■ **Supplied records**
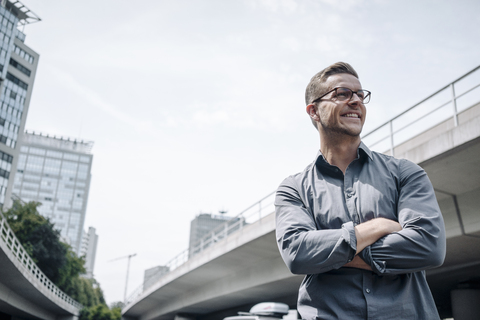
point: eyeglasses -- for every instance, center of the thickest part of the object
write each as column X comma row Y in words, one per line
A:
column 344, row 94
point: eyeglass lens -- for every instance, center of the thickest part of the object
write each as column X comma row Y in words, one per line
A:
column 346, row 94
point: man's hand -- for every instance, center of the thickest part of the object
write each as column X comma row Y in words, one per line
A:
column 369, row 232
column 358, row 263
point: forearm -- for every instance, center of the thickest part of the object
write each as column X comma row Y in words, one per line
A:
column 369, row 232
column 317, row 251
column 358, row 263
column 409, row 250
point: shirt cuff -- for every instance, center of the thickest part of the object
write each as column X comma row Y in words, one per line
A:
column 349, row 235
column 377, row 266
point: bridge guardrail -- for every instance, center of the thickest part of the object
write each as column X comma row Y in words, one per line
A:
column 443, row 104
column 15, row 247
column 439, row 106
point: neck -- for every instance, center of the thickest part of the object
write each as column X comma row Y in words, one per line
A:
column 340, row 150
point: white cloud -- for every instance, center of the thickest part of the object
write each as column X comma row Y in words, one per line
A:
column 93, row 98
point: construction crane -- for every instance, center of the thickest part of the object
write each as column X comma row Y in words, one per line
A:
column 128, row 269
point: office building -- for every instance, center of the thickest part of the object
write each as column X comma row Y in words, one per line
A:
column 56, row 172
column 18, row 65
column 89, row 250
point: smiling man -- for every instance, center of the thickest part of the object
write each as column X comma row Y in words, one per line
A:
column 362, row 226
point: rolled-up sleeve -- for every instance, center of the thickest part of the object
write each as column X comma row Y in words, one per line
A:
column 421, row 243
column 304, row 248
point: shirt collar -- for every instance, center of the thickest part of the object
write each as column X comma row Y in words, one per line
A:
column 361, row 151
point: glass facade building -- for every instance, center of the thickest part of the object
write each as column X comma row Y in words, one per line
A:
column 56, row 172
column 18, row 65
column 89, row 250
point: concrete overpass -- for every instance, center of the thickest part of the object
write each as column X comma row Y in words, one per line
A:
column 25, row 292
column 239, row 265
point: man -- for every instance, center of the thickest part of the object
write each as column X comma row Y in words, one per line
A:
column 362, row 226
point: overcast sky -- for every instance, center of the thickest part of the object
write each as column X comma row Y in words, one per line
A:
column 198, row 106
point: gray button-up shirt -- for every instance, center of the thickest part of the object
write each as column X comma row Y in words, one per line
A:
column 316, row 212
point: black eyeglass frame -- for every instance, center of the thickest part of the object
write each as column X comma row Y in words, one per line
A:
column 369, row 94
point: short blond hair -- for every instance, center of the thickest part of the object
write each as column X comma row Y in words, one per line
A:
column 315, row 87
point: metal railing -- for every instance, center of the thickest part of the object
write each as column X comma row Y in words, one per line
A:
column 444, row 104
column 252, row 214
column 39, row 278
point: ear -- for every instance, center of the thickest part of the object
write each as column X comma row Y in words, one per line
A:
column 312, row 112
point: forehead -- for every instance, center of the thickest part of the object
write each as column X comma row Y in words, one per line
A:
column 345, row 80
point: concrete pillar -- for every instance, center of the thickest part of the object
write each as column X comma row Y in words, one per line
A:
column 466, row 304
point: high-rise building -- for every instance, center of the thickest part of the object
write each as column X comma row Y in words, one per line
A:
column 205, row 223
column 56, row 172
column 18, row 65
column 89, row 250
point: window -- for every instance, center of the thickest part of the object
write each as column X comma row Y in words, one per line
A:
column 22, row 53
column 17, row 81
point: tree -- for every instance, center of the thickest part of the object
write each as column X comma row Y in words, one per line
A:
column 39, row 238
column 57, row 260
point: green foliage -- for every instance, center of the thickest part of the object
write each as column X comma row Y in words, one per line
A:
column 38, row 237
column 100, row 312
column 68, row 280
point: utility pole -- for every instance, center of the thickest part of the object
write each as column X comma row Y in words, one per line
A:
column 128, row 269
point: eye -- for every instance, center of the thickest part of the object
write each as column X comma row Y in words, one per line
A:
column 342, row 93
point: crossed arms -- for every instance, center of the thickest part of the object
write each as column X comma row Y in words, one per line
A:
column 415, row 242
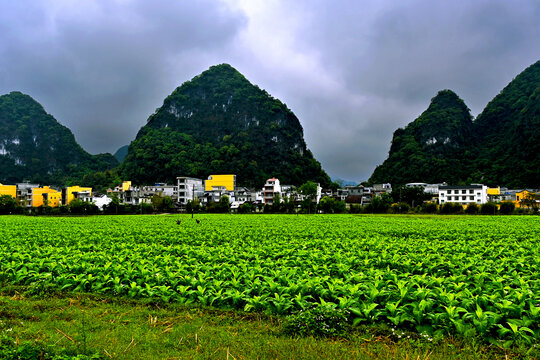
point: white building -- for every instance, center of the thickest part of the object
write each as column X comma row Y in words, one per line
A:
column 101, row 201
column 271, row 188
column 428, row 188
column 475, row 193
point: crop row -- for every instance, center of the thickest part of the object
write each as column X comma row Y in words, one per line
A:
column 454, row 275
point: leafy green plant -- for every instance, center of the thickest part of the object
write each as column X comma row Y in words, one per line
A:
column 319, row 321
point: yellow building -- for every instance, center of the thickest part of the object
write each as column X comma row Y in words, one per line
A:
column 74, row 192
column 45, row 196
column 220, row 182
column 10, row 190
column 526, row 199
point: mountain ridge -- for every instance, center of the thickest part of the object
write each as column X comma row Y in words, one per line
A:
column 218, row 122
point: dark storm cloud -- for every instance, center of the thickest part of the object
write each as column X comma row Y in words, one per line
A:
column 398, row 55
column 351, row 71
column 102, row 67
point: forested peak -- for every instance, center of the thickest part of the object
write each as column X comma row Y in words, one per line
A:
column 218, row 81
column 447, row 99
column 510, row 101
column 219, row 122
column 446, row 121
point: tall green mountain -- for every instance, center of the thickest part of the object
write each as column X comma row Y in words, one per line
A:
column 501, row 147
column 221, row 123
column 121, row 153
column 35, row 147
column 507, row 141
column 433, row 148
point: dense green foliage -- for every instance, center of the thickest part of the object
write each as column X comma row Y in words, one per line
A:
column 501, row 147
column 121, row 153
column 35, row 147
column 456, row 275
column 433, row 147
column 219, row 123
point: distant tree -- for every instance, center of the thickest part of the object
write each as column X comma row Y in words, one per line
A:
column 288, row 205
column 309, row 189
column 193, row 206
column 451, row 208
column 245, row 208
column 507, row 207
column 276, row 203
column 162, row 203
column 429, row 208
column 401, row 208
column 379, row 204
column 224, row 203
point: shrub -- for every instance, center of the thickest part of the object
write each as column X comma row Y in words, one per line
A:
column 320, row 321
column 401, row 208
column 507, row 208
column 472, row 209
column 429, row 208
column 488, row 208
column 245, row 208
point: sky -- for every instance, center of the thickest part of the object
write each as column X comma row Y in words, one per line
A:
column 352, row 71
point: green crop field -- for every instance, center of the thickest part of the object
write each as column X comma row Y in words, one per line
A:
column 468, row 276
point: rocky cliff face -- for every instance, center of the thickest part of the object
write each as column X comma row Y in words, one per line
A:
column 433, row 148
column 501, row 147
column 34, row 146
column 221, row 123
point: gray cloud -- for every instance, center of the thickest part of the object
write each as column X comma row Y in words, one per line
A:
column 351, row 71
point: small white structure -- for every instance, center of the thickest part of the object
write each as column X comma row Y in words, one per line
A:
column 189, row 188
column 474, row 193
column 271, row 188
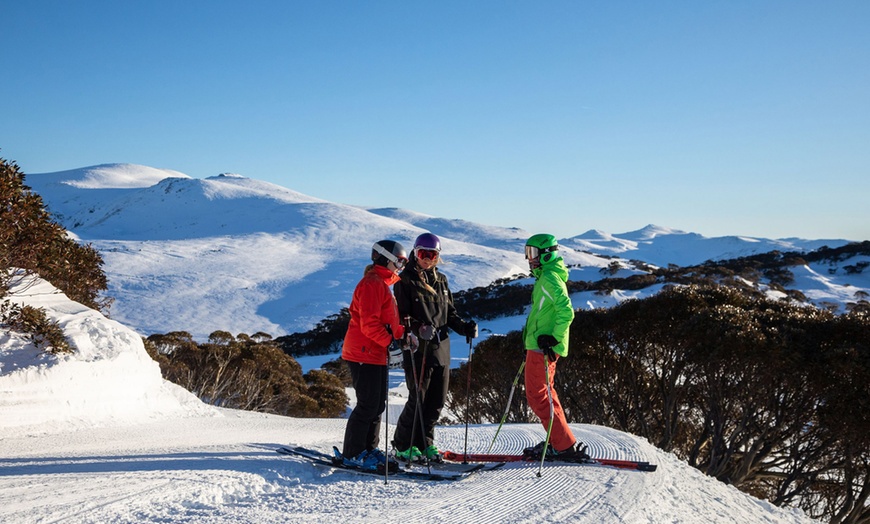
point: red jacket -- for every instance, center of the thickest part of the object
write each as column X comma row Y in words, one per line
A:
column 372, row 308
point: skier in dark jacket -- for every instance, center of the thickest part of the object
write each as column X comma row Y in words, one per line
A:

■ **The task**
Repeat all of the data above word for word, minus the pictures.

■ **Written response**
point: eyeglasses -- for every instance, center of the thickest part of the object
write each as column X comma row Y in words, one per line
A:
column 344, row 94
point: eyeglass lens -- for every instance, center of the thickest part of the object
write each as column X comma row Y in words, one per line
A:
column 346, row 94
point: man's hand -- for every instance, center of the thickest part of the object
write each as column X comma row Y in words, one per line
A:
column 369, row 232
column 358, row 263
point: forearm -- for every instance, center of the thickest part of the object
write each as column X comma row Y in words, one per line
A:
column 369, row 232
column 317, row 251
column 358, row 263
column 409, row 250
point: shirt cuff -- for every instance, center of the thickest part of the object
write each as column X comma row Y in words, one per line
A:
column 349, row 235
column 377, row 266
point: bridge guardrail -- for every instance, center of the thickest part of the object
write each as column X comma row Y in words, one per line
A:
column 443, row 104
column 15, row 247
column 439, row 106
point: neck -- for every instance, center of the thickest part of the object
write each as column X comma row Y in words, one per line
A:
column 340, row 150
point: white cloud -- for every instance, center of the thickest part of the object
write each as column X comma row Y in words, one per line
A:
column 93, row 98
point: construction crane -- for every instance, center of the thickest part of the object
write each as column X comma row Y in words, one per line
A:
column 128, row 269
point: office building -- for every instance, center of the thickest part of the object
write each as column X comma row Y in words, one per line
A:
column 56, row 172
column 18, row 65
column 89, row 250
point: smiling man -- for every instance, center of the thickest part of the object
write each as column X comma row Y in words, one per line
A:
column 362, row 226
point: rolled-up sleeve -- for every instance, center of the thickest part of the object
write each as column X comma row Y in words, one per line
A:
column 421, row 243
column 304, row 248
point: shirt collar -- for every instance, center of the thickest part of the object
write each as column X comma row Y in words, one per line
A:
column 361, row 151
point: glass facade building -- for every instance, center of the thickest part of the object
write each as column X comma row Y in words, one per line
A:
column 56, row 172
column 18, row 65
column 89, row 250
point: concrete overpass -- for every instance, center of the thickest part of the object
write each as column X comma row Y in words, one per line
A:
column 25, row 292
column 239, row 265
point: man -- for every instance, center of the thickest part of the object
write each as column X comma row Y in words, one per line
A:
column 362, row 226
point: overcast sky -- for every instance, center of the thickest part of the object
write each as column X comma row Y in words, one per line
A:
column 198, row 106
point: gray button-up shirt -- for every instance, center of the thickest part of the object
write each as column X comma row Y in words, one per line
A:
column 316, row 212
point: black eyeglass frame -- for every instance, center of the thickest part of the object
write each as column X comma row Y in words, one per line
A:
column 369, row 94
point: short blond hair -- for every instance, center of the thickest part of the object
write each as column X comma row Y in words, one per line
A:
column 315, row 87
point: metal railing -- for every instance, center of the thickest part of the object
write each as column X comma row Y in words, one per line
A:
column 444, row 104
column 252, row 214
column 39, row 278
point: ear -- for every instance, center of the thickest part of the object
write each as column X comma row Y in words, one per line
A:
column 312, row 112
point: forehead -- for every instance, center of the thickest part of the object
write each as column X comma row Y in words, one per line
A:
column 345, row 80
point: concrete pillar -- for every instance, center of the thickest part of the object
write each as column X comma row Y in words, one per line
A:
column 466, row 304
point: high-rise building -- for every instance, center of the thickest part of the object
write each as column X comma row Y in words, one per line
A:
column 205, row 223
column 56, row 172
column 18, row 65
column 89, row 250
point: window -- for every instance, center of the thickest part of the object
write each as column X comma row Y in words, one per line
A:
column 22, row 53
column 17, row 81
point: tree -- for every instance, center of the thickest part of the object
write each as column X comma row Y in words, one per line
A:
column 39, row 238
column 57, row 260
point: green foliage -- for every instance, center of the thickest part of the object
write each as column X comma row Y in words, one per line
A:
column 38, row 237
column 100, row 312
column 68, row 280
point: utility pole -- for every instance, center of the thickest part of the object
write each as column X comma row Y in words, one per line
A:
column 128, row 269
point: eye -- for every instance, center of the thickest part of the object
write each as column X comma row Y in words, one per line
A:
column 342, row 93
point: crossed arms -- for every instance, center of the thickest part of the object
write each as column X comma row Y in words, one per line
A:
column 415, row 242
point: white building -- for every instance, center of the thickest part of the object
write each as column X comma row Y in words, one per line
A:
column 101, row 201
column 271, row 188
column 428, row 188
column 475, row 193
point: crop row -- for every instance, center of the thickest part of the object
write each as column X comma row Y in words, one per line
A:
column 454, row 275
point: leafy green plant -- for every instance, center of the thickest part of the object
write each as column X comma row Y in words, one per line
A:
column 319, row 321
point: yellow building -- for every instance, center of the thickest part of the object
write each as column X comma row Y in words, one per line
A:
column 74, row 192
column 45, row 196
column 220, row 182
column 10, row 190
column 526, row 199
point: mountain ridge -- for every instance, center of the thickest part of the object
write each as column X comma row Y in words, one per line
A:
column 218, row 122
point: dark storm cloud -- for every instance, center of the thickest part of the object
write each as column X comma row Y in words, one per line
A:
column 398, row 55
column 351, row 71
column 102, row 67
point: forested peak -- for every instance, center of the thickest part of the object
write each as column X comma row Y in words, one per line
A:
column 218, row 81
column 447, row 99
column 510, row 101
column 219, row 122
column 446, row 121
point: tall green mountain -- for every instance, center of the thickest part of the object
write each as column X comma row Y in words, one per line
A:
column 501, row 147
column 221, row 123
column 121, row 153
column 35, row 147
column 507, row 141
column 433, row 148
point: dense green foliage -- for every instance, center of the thickest part of the object
write each as column X comma row Y in words, one per line
A:
column 501, row 147
column 121, row 153
column 35, row 147
column 456, row 275
column 433, row 147
column 219, row 123
point: distant tree -- for every instance, center of the thickest part of the object
write each as column X comma row Y in words, one per line
A:
column 288, row 205
column 309, row 189
column 193, row 206
column 451, row 208
column 245, row 208
column 507, row 207
column 276, row 203
column 162, row 203
column 429, row 208
column 401, row 208
column 379, row 204
column 224, row 203
point: shrub -- for every instance, center of the thickest part of the object
write each as column X comma row Y in words, one per line
A:
column 320, row 321
column 401, row 208
column 507, row 208
column 472, row 209
column 429, row 208
column 488, row 208
column 245, row 208
point: sky -- for every instance, center of the thickest part of the object
write each as column X comma row Y in words, one per line
A:
column 352, row 71
point: green crop field -- for every instance, center of the thickest part of the object
write each as column X comma row Y in words, one per line
A:
column 468, row 276
point: rocky cliff face -- for every instance, center of the thickest part of the object
write each as column X comma row Y in words, one per line
A:
column 433, row 148
column 501, row 147
column 34, row 146
column 221, row 123
point: gray cloud -- for every instance, center of the thickest part of the object
write each as column X comma row Y in words, one per line
A:
column 351, row 71
point: small white structure -- for every instance, center of the thickest part of the object
write each as column X comma row Y in words, one per line
A:
column 189, row 188
column 474, row 193
column 271, row 188
point: red jacket -- for every instance, center of the thickest part of the object
write each as column X comma row Y in words, one per line
A:
column 372, row 308
point: skier in dark jacket -- for every instance, center of the thickest part of the object
write each as column X comma row Y in words, one per line
A:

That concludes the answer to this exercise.